►

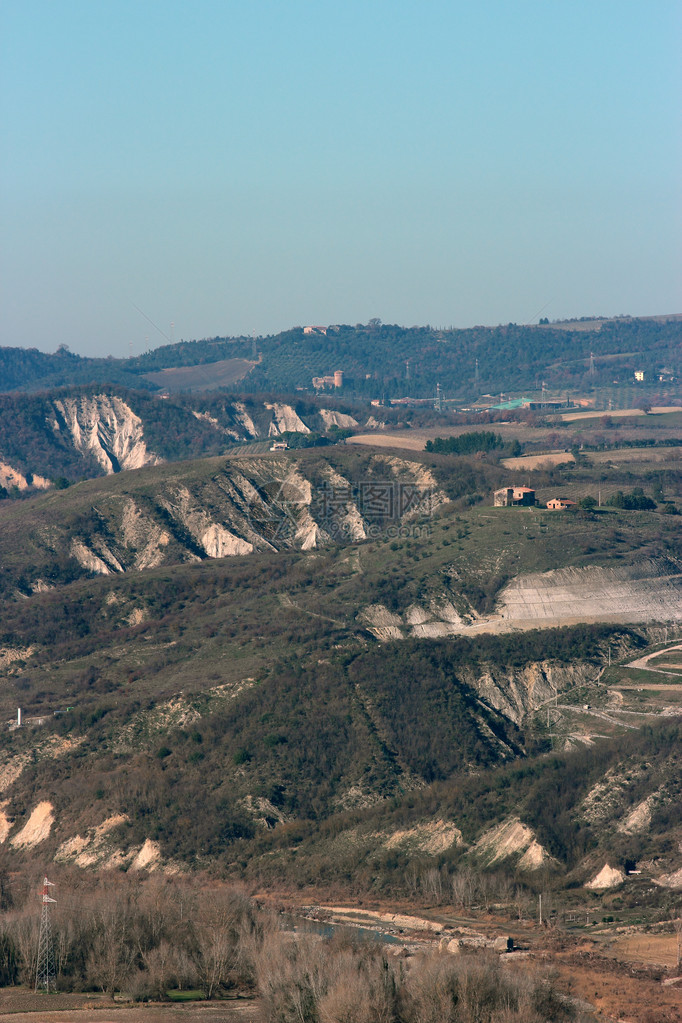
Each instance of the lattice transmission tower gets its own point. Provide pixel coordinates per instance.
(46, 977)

◄
►

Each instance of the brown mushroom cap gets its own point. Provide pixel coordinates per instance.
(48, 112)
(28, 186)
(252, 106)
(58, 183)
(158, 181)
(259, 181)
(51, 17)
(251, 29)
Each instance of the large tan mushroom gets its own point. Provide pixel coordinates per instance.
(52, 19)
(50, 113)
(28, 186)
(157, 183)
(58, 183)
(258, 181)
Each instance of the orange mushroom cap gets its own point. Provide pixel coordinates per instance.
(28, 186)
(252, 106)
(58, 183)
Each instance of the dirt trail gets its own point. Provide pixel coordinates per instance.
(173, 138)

◄
►

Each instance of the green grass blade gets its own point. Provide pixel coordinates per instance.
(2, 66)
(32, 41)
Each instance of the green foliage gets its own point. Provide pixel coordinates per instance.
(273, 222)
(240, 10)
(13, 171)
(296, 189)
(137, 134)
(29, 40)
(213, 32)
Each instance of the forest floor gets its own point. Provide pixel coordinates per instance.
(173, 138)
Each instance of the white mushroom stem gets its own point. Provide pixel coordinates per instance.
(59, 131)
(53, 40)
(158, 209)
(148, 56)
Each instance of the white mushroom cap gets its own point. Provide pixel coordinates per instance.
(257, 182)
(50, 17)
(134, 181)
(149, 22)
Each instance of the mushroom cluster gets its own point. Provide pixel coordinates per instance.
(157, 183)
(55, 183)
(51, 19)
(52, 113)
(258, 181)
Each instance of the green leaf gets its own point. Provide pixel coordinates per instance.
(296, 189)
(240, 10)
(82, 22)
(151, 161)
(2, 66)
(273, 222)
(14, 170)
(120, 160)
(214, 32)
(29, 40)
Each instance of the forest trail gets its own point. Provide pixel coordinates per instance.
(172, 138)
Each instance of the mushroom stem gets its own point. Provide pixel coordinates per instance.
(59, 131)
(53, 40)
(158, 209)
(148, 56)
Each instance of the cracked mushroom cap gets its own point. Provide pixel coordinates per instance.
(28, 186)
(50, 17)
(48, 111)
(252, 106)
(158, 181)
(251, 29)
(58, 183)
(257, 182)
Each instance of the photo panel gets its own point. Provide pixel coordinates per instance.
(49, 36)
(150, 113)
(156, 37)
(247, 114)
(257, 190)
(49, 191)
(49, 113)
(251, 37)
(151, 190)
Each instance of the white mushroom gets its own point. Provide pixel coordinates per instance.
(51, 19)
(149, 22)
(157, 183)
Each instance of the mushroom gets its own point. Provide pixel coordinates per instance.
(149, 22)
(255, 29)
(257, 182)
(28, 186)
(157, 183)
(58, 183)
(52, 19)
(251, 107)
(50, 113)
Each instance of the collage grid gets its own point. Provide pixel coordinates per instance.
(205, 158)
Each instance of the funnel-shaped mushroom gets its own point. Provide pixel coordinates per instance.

◄

SHORT EXERCISE: Copy out verbatim the records starting at the line that contains "Each instance of the mushroom stem" and ending at the line that contains "Each instance of the funnel-shaped", including both of those lines and nothing else.

SOLUTION TO THE PROBLEM:
Each instance of the mushroom stem gets its own point. Provide pixel coordinates per instance.
(59, 131)
(53, 40)
(158, 209)
(148, 56)
Each instance of the cracked mushroom cap gets its own point. Provide pixel coordinates per instance.
(28, 186)
(50, 17)
(48, 111)
(252, 106)
(158, 181)
(251, 29)
(58, 183)
(257, 182)
Each instance of the photo panel gets its own point. Provide pixel coordinates per instance.
(49, 36)
(150, 113)
(156, 37)
(247, 114)
(257, 190)
(49, 191)
(49, 113)
(251, 37)
(151, 190)
Each instance of the white mushroom gets its own point. Provide pixel coordinates per instance.
(51, 19)
(149, 22)
(157, 183)
Each instance of the mushroom gets its own point. Provide pixel coordinates per instance.
(149, 22)
(255, 29)
(257, 182)
(28, 186)
(157, 183)
(58, 183)
(52, 19)
(251, 107)
(50, 113)
Each instance of the collage grid gets its own point. Provide pixel coordinates per instance.
(205, 158)
Each instance of the funnel-shaped mushroom gets its own point. Provide pixel coordinates per instance.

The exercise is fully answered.